> [Exercise instructions]
The answer must be every line below that holds the word "house".

> [Entries provided]
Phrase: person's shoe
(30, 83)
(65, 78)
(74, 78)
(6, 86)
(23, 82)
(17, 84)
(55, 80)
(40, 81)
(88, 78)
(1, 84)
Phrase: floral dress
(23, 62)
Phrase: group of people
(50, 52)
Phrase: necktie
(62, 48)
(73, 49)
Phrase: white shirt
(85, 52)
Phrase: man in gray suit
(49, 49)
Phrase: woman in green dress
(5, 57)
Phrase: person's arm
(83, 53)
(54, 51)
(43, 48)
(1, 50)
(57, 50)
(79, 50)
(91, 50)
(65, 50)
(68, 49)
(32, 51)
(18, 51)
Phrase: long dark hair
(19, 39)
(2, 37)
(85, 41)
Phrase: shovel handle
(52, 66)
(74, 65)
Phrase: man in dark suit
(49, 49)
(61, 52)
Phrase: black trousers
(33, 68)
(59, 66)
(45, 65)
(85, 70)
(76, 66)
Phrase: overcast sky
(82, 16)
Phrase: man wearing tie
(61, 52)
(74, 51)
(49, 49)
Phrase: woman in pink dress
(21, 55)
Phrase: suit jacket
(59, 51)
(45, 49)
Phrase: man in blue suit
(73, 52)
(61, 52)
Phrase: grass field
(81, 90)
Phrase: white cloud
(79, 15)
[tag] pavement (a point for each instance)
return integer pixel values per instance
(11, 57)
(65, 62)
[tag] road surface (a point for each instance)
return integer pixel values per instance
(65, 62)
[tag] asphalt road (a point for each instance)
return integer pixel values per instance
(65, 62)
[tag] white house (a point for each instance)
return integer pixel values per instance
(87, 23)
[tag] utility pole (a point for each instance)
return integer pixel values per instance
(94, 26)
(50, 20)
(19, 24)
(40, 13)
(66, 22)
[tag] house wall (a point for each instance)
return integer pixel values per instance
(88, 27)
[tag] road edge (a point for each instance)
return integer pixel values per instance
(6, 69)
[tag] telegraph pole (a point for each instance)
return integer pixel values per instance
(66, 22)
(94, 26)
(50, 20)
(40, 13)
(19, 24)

> [Completed exercise]
[tag] white house (a point for each instance)
[tag] house wall (a point for each instance)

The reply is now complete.